— start Text —

Jeff Kober Interview

Jeff Kober has starred in an impressive array of TV and film projects over the course of his decades in show business — but that was hardly the culmination of a boyhood dream, for it was not his interest in acting that originally brought him out to California from his native Montana, but someone else’s.

Explains the actor, “I was in college and I fell in love and she wanted to be an actress and she moved to Los Angeles. So I left school, I did one final summer on the [family] farm and then followed her here. I wasn’t an actor at all. I was kind of a bum, frankly. I really didn’t have a lot going on! I got here and I was in a rock band. And, as these things do, the band fell apart, the relationship fell apart.”

Fortunately, a savvy friend provided a lifeline. “Someone suggested that I go to this acting class that they thought I would enjoy,” Kober says. “And I was like, ‘Oh, my God, these are my people!’ ” Before long, and while supporting himself with side gigs like paralegal work and bartending, he began acting professionally. “Frankly, it was more frightening to be in class than it was to go out on auditions because my teacher was such a terror [laughs]! I started going out on auditions in the hope of not having to go to class anymore.”

— end Text —
— start Data section —

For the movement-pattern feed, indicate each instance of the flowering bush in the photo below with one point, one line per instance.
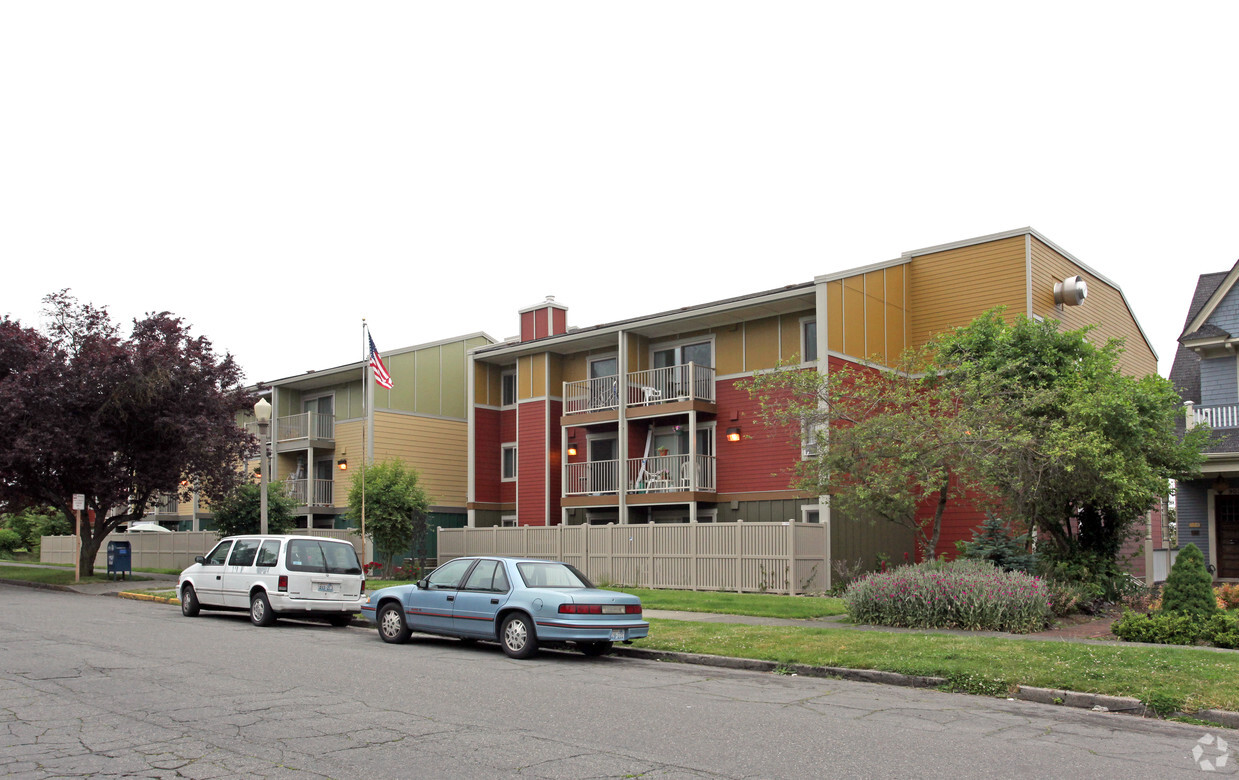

— end Data section —

*Work instructions*:
(1) According to the interview, why did Jeff Kober leave college in Montana and move to Los Angeles?
(2) Summarize the interview in two sentences.
The data are separate material from the interview.

*Task-by-task solutions*:
(1) He had fallen in love with a woman who wanted to be an actress and moved to Los Angeles, and he followed her there.

(2) Jeff Kober came to California from Montana not out of his own interest in acting but to follow a woman he loved who wanted to be an actress, and after his rock band and the relationship both fell apart, a friend suggested an acting class. Feeling that the class was full of his people, he began acting professionally while supporting himself with paralegal work and bartending, and he went out on auditions in the hope of no longer having to attend class with a teacher he called a terror.